Data for processing START

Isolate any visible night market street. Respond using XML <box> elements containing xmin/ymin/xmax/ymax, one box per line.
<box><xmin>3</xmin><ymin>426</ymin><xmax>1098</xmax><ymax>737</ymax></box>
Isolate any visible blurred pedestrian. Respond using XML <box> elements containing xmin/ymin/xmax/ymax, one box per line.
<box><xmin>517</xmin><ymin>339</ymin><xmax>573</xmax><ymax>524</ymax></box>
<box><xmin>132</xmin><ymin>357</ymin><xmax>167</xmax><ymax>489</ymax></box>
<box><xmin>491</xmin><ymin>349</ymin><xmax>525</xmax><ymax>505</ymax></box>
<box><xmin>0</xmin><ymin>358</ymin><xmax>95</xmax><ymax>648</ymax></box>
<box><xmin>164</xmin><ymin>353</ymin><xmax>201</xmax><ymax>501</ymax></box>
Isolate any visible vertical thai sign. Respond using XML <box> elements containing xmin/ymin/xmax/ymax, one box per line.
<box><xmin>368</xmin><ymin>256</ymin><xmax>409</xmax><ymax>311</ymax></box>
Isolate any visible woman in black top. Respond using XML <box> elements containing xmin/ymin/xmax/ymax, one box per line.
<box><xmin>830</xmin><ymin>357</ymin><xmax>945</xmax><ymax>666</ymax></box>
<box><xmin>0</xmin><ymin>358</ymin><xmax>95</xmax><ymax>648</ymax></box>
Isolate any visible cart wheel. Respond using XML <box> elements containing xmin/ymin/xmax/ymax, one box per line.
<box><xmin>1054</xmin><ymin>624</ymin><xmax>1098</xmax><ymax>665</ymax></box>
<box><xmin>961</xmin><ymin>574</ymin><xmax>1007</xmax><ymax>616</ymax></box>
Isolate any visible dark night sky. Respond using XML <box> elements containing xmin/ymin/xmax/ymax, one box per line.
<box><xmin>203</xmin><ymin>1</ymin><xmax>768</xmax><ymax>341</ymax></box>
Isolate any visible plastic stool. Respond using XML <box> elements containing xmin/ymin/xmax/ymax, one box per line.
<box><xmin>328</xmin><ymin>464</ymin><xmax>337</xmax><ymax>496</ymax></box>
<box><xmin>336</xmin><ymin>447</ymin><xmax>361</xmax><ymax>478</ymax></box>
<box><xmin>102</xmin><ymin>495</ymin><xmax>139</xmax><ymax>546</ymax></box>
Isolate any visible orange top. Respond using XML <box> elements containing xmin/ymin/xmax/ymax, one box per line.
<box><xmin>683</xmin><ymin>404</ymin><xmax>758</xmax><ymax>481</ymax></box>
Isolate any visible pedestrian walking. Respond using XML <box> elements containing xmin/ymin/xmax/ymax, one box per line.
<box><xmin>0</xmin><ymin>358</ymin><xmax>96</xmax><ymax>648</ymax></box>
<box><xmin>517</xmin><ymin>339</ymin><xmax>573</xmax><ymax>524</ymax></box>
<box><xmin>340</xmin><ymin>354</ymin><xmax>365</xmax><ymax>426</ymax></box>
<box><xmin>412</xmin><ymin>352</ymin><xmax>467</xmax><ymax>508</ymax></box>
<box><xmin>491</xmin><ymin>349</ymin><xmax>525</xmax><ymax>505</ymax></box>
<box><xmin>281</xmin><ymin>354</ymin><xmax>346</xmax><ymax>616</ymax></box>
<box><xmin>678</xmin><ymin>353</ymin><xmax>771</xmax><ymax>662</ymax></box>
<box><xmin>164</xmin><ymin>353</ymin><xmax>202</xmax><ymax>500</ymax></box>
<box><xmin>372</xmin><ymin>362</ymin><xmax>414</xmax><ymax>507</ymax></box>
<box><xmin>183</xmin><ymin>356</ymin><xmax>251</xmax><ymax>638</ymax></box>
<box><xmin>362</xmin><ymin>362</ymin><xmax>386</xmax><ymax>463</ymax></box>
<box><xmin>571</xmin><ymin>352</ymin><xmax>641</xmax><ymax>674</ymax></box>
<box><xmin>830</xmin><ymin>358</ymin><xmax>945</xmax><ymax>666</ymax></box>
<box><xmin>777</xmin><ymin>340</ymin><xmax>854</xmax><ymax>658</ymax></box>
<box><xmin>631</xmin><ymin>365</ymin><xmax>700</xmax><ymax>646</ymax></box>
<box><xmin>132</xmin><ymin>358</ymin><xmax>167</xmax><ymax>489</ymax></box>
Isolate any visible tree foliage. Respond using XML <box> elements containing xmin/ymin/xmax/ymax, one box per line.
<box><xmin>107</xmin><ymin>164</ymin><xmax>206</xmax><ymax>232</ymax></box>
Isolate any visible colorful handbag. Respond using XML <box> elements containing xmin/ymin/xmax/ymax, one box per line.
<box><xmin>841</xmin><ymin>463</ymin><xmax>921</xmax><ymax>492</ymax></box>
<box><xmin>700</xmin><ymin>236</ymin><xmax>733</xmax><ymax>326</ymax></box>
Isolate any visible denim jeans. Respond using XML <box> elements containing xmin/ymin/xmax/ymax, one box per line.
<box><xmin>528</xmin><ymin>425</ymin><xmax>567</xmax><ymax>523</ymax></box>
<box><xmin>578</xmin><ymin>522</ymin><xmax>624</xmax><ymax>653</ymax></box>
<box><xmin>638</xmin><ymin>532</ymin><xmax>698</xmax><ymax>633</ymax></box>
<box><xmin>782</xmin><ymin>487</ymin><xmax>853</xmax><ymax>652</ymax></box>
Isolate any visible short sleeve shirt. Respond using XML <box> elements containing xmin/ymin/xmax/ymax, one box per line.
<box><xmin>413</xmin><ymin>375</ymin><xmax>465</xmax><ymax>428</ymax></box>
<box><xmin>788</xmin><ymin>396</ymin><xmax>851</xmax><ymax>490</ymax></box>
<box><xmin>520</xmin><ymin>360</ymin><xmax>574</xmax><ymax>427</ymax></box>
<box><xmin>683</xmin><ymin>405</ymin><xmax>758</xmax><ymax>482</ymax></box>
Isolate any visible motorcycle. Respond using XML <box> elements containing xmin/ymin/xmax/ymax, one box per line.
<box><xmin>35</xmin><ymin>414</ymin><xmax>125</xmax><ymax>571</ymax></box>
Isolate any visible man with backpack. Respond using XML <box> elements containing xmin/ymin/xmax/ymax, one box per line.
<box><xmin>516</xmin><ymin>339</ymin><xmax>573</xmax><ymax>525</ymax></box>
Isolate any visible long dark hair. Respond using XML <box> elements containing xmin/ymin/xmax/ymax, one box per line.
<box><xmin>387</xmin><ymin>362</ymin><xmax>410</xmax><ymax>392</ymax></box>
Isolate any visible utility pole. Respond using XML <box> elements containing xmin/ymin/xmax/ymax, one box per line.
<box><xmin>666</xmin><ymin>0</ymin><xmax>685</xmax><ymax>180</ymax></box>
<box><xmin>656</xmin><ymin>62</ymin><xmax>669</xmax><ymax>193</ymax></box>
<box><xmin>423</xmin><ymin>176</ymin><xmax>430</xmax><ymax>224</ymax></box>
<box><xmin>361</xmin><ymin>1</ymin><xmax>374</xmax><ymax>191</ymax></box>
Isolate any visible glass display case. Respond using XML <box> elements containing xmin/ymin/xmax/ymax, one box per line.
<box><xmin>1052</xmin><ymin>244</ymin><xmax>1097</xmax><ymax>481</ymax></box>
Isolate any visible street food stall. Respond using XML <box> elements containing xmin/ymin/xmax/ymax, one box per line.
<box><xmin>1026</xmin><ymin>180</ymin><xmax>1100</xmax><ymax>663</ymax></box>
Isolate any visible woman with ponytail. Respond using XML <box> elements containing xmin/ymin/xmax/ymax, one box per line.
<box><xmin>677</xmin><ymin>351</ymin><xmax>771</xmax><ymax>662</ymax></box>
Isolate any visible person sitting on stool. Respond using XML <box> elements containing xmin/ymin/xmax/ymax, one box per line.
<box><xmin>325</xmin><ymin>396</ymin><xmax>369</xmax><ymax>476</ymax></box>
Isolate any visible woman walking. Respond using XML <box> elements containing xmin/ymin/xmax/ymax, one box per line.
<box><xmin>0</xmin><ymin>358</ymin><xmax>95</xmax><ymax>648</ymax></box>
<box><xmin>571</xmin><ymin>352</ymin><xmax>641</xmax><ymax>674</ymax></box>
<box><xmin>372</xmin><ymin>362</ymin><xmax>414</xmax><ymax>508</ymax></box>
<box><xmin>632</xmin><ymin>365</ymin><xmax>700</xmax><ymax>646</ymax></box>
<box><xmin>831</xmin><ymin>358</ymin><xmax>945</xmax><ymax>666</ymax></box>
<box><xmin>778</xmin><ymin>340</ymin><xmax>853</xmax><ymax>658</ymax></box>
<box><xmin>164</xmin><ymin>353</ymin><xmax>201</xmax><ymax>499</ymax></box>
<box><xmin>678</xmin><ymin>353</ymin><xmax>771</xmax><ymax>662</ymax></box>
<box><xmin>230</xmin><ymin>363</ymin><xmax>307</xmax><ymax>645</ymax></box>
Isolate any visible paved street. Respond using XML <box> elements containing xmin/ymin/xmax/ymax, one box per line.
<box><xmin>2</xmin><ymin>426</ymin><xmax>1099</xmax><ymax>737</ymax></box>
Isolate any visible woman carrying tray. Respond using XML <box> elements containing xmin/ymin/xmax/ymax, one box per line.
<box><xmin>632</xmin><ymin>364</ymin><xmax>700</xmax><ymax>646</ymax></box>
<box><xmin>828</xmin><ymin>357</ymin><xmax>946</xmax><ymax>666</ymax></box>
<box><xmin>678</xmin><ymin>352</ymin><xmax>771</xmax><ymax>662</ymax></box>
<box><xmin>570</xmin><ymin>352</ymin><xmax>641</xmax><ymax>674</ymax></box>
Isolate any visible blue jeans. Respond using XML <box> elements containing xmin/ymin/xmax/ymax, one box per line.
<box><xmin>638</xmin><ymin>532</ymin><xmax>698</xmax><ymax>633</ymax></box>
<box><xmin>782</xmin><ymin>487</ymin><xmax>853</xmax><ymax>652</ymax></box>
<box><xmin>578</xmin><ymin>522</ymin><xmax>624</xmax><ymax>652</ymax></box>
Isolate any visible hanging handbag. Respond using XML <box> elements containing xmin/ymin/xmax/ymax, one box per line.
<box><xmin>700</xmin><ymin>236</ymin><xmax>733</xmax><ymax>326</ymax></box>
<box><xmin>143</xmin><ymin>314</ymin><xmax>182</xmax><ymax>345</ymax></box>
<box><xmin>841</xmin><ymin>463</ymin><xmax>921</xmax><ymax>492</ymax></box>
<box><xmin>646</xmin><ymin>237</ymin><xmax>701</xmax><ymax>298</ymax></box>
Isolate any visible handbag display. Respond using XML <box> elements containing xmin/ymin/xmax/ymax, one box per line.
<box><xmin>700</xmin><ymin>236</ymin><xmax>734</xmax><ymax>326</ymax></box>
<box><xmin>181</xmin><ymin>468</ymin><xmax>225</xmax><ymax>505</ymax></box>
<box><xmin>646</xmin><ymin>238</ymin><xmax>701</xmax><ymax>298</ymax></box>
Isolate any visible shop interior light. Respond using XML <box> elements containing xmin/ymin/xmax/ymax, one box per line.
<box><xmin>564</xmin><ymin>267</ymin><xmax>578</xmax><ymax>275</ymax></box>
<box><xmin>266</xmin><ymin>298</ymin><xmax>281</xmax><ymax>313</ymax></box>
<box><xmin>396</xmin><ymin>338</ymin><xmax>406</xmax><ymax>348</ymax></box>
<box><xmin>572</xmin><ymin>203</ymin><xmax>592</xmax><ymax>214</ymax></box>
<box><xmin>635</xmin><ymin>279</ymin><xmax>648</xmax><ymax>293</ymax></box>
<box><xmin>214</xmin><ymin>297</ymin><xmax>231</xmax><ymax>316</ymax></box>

Data for processing END

[What the task requires] Retype exactly, and only, the lines from the line holding "Isolate any visible handbag" through the last line of the data; both of those lines count.

[Written solution]
Isolate any visible handbag display. Respond using XML <box> elements containing xmin/ymin/xmax/ymax, one box per line.
<box><xmin>700</xmin><ymin>236</ymin><xmax>734</xmax><ymax>326</ymax></box>
<box><xmin>181</xmin><ymin>468</ymin><xmax>225</xmax><ymax>505</ymax></box>
<box><xmin>646</xmin><ymin>238</ymin><xmax>701</xmax><ymax>298</ymax></box>
Isolate any visible shop interior light. Respond using XML <box> elements containing xmin/ymin/xmax/ymax, one box per line.
<box><xmin>564</xmin><ymin>267</ymin><xmax>578</xmax><ymax>275</ymax></box>
<box><xmin>266</xmin><ymin>298</ymin><xmax>281</xmax><ymax>313</ymax></box>
<box><xmin>396</xmin><ymin>338</ymin><xmax>406</xmax><ymax>348</ymax></box>
<box><xmin>572</xmin><ymin>203</ymin><xmax>592</xmax><ymax>214</ymax></box>
<box><xmin>635</xmin><ymin>279</ymin><xmax>648</xmax><ymax>293</ymax></box>
<box><xmin>214</xmin><ymin>297</ymin><xmax>231</xmax><ymax>316</ymax></box>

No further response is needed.